*** Opening of Material provided ***
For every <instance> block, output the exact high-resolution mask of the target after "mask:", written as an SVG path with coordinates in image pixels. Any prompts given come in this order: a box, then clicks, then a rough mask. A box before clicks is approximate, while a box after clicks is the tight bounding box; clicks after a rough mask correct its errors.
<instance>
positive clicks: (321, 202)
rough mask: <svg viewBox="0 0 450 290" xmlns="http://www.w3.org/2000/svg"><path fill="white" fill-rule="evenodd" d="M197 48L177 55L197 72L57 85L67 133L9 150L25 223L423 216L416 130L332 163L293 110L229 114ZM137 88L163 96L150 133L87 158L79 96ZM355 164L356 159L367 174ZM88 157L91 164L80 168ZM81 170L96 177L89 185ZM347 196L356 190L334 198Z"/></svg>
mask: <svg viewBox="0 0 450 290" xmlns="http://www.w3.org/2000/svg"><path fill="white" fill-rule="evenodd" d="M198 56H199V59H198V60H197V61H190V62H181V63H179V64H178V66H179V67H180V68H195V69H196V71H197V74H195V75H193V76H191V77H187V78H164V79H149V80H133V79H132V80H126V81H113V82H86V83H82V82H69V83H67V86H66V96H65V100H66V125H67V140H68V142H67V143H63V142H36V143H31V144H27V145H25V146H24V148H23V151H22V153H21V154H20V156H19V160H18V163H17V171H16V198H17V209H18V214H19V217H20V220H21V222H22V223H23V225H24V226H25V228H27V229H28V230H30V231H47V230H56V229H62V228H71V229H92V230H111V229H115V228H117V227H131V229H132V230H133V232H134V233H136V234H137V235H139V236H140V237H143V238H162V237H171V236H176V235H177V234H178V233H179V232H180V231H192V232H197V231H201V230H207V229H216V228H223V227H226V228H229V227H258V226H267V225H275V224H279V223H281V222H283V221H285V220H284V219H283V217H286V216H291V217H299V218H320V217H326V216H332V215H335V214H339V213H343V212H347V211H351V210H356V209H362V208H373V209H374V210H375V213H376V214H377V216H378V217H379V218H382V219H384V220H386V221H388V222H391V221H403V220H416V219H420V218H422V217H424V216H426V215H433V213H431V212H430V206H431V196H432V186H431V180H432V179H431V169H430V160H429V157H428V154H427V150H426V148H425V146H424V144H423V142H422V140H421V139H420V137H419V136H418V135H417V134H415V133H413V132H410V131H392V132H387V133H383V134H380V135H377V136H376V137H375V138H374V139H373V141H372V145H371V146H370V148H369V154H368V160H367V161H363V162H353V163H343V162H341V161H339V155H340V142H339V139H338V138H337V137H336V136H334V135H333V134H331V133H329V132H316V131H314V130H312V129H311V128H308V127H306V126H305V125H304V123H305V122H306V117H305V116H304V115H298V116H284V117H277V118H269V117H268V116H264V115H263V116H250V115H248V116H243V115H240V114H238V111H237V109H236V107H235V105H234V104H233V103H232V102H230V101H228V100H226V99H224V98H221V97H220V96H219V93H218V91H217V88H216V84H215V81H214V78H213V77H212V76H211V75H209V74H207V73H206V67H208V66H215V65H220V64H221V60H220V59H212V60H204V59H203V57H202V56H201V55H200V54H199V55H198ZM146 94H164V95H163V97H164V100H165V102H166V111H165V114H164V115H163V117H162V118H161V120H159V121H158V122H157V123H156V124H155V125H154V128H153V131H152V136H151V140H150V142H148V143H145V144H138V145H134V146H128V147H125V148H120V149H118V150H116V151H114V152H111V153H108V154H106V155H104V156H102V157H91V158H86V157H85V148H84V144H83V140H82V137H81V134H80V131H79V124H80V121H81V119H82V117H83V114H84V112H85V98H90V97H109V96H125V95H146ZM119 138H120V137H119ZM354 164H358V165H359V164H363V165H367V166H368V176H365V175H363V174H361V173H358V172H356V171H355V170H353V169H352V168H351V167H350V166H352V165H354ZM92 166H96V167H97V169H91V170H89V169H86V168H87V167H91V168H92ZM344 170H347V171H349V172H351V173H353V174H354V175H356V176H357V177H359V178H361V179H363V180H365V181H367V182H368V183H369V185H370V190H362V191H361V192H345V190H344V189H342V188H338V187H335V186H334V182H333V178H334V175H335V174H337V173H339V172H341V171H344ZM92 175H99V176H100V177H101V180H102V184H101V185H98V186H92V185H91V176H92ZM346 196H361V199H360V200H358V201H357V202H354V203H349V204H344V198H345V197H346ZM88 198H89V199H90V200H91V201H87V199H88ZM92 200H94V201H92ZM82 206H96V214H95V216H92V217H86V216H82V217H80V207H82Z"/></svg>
*** Close of Material provided ***
About this task
Copy out every line of the data where the word "clicks" occurs.

Reply
For every <instance> block, output the exact high-resolution mask of the target after "mask:", written as an SVG path with coordinates in image pixels. Any prompts given come in this order: a box, then clicks, then a rough mask. A box before clicks is approximate, while a box after clicks is the tight bounding box; clicks after a rough mask correct its errors.
positive clicks: (321, 202)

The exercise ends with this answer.